◆ **Text to read**:
== == ==
Re: Merge Join chooses very slow index scan

From: Pavel Stehule <pavel(dot)stehule(at)gmail(dot)com>
To: Jake Magner <jakemagner90(at)gmail(dot)com>
Cc: "pgsql-performance(at)postgresql(dot)org" <pgsql-performance(at)postgresql(dot)org>
Subject: Re: Merge Join chooses very slow index scan
Date: 2015-03-19 06:42:11
Message-ID: CAFj8pRBqBTfP+bhatA103WzYv5Mcik7CLQhCtT4HGCCrkr_WTA@mail.gmail.com
Views: Raw Message | Whole Thread | Download mbox | Resend email
Thread:
Lists: pgsql-performance

Hi

what is your random_page_cost and seq_page_cost?
== == ==
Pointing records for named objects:
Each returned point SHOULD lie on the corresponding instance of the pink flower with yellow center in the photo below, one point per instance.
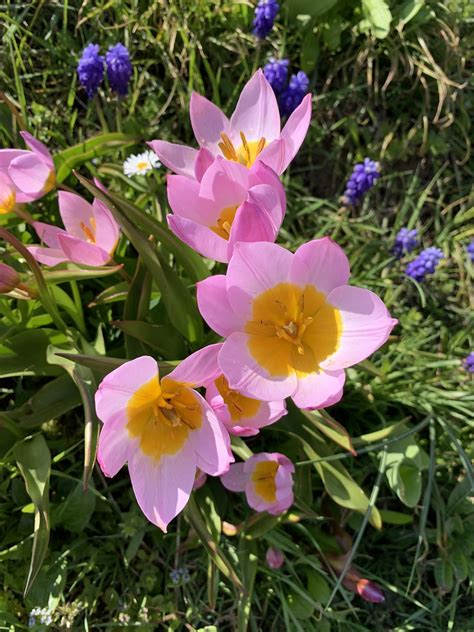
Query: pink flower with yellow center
(252, 133)
(163, 429)
(90, 236)
(30, 173)
(266, 479)
(291, 321)
(230, 204)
== == ==
Copy the stretch of the mailing list message from "From: Pavel Stehule" through "random_page_cost and seq_page_cost?", renaming "random_page_cost" to "effective_cache_size". The lines above are separate material, unrelated to the mailing list message.

From: Pavel Stehule <pavel(dot)stehule(at)gmail(dot)com>
To: Jake Magner <jakemagner90(at)gmail(dot)com>
Cc: "pgsql-performance(at)postgresql(dot)org" <pgsql-performance(at)postgresql(dot)org>
Subject: Re: Merge Join chooses very slow index scan
Date: 2015-03-19 06:42:11
Message-ID: CAFj8pRBqBTfP+bhatA103WzYv5Mcik7CLQhCtT4HGCCrkr_WTA@mail.gmail.com
Views: Raw Message | Whole Thread | Download mbox | Resend email
Thread:
Lists: pgsql-performance

Hi

what is your effective_cache_size and seq_page_cost?